Text provided: Begin
Lee M. Jefferson

Now look at Jesus the heavenly physician. Come inside his room of healing, the church.

— Origen of Alexandria (Homily on Leviticus)

In the Book of Common Prayer, the Roman Missal, and in almost any Christian prayer book, there are prayers for healing. Health is a human concern and has always been a focus of prayer among Christians, who pray for the sick whenever they gather for worship.

It certainly is no surprise that health and well-being was also a primary concern in the time of Jesus. Health care existed, of course, but was arguably as difficult to negotiate then as it is now. Physicians could be consulted, but it cost money and was expensive. People could also consult magicians to procure spells to ward off maladies. Quite often the ill and infirm treated their health as a religious matter and turned to gods and goddesses in the Greco-Roman pantheon such as Hercules, Asclepius, and Isis for healing. There were also divine men such as the Greek philosopher Apollonius of Tyana (15–100 CE) who developed a following as a healer. To understand how Jesus is characterized in early-Christian texts and art as a healer and worker of miracles, we must see him within the context of competition among various sources of healing available at the time.

Figure 1: Fresco wall painting, Jesus healing the woman with the blood issue, Catacomb of Peter and Marcellinus, Rome, fourth century CE (Photo: Wikimedia Commons)

Figure 1: Fresco wall painting, Jesus healing the woman with the blood issue, Catacomb of Peter and Marcellinus, Rome, fourth century CE (Photo: Wikimedia Commons)

In the Gospel of Mark, the first canonical gospel, written around 68–70 CE, Jesus is introduced as a healer with the word “physician” (iatros) (Mark 2:17). In the healing episodes in Mark, Jesus is frequently contrasted with other physicians, being like them in terms of healing, but different in the impact his healing has on the patient. In one notable story, a woman comes to Jesus seeking a cure for her hemorrhages. The author of Mark writes, “She had endured much under many physicians, and had spent all that she had; and she was no better, but rather grew worse,” possibly commenting on the efficacy of worldly medicine (Mark 5:26, NRSV). In this pericope the woman is described as going up to Jesus and touching his cloak. Jesus notices that “power left him” as the woman was cured. Jesus thus turns the episode into a discourse on faith, telling the woman that her faith has made her well, and to go and “be healed of your disease.” The healing episode as described in Mark was depicted in early Christian art, a fine example being the painting preserved in the catacomb of Peter and Marcellinus in Rome (Figure 1).
Text provided: End
Records provided: Begin
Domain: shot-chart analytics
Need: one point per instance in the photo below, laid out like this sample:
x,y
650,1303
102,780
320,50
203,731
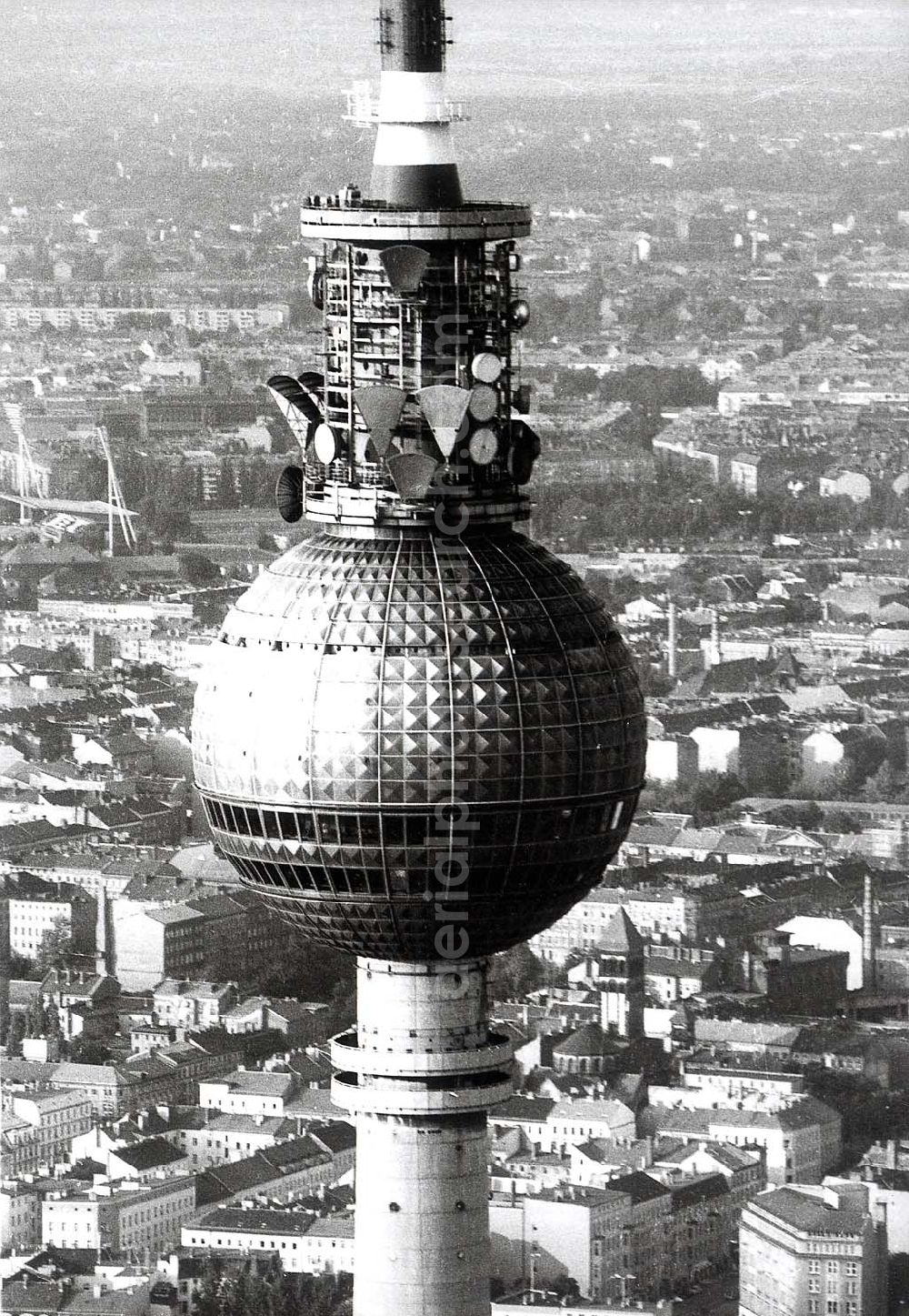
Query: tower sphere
x,y
414,739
Records provided: End
◆ Work task 1
Answer these questions from the text on Jesus as a healer:
(a) Which gods and goddesses of the Greco-Roman pantheon does it name as sources of healing?
(b) Around what years was the Gospel of Mark written?
(c) In what city is the catacomb holding the painting of the woman's healing?
◆ Work task 2
Extend the text on Jesus as a healer by a paragraph or two, picking up after its final sentence.

◆ Answer 1
(a) Hercules, Asclepius, and Isis.
(b) Around 68–70 CE.
(c) Rome.

◆ Answer 2
The depictions of the healings and miracles of Jesus as they survive in art before the fifth century demonstrate the continuing need to show the healing power of Jesus over and against other rivals, and the importance of these stories for early Christians. Readers may be surprised to learn that in the early development of Christian art, images of the crucifixion were not of interest to audiences. Instead, images of Jesus as healer and miracle worker were the most prolific.[1]

Why was showing Jesus as healer and miracle worker so important for early Christians? One obvious point is clear: An image of a god (or demigod) that heals the sick and performs miracles is more likely to draw believers than images of a crucified person. Early Christians were interested in promoting Jesus as more powerful than his rivals, and they wanted to exhibit the curative qualities of their religion. At the same time, these images also reveal the laity’s growing need to believe in the miraculous, providing some respite in harsh times. “Healing” and “miracle” may seem to be two different terms, yet in early Christianity they are related. Images of Jesus curing the sick and afflicted or raising the dead gave hope to their audiences and they established Jesus as not only a healer but the preeminent healer.

Much of the earliest Christian art that survives is funerary in nature, being preserved in places where the dead were buried and their lives celebrated. Funerary art in early Christianity was not for the dead but for the living.

Fresco wall painting, raising of Lazarus, Catacomb of Priscilla, Rome, early to mid-third century CE (photo from Joseph Wilpert, <em>Roma sotterranae: le pitture delle catacomb romane</em>, Rome: Desclée, Lefebvre, 1903, pl. 45)

Fresco wall painting, raising of Lazarus, Catacomb of Priscilla, Rome, early to mid-third century CE (photo from Joseph Wilpert, Roma sotterranae: le pitture delle catacomb romane, Rome: Desclée, Lefebvre, 1903, pl. 45)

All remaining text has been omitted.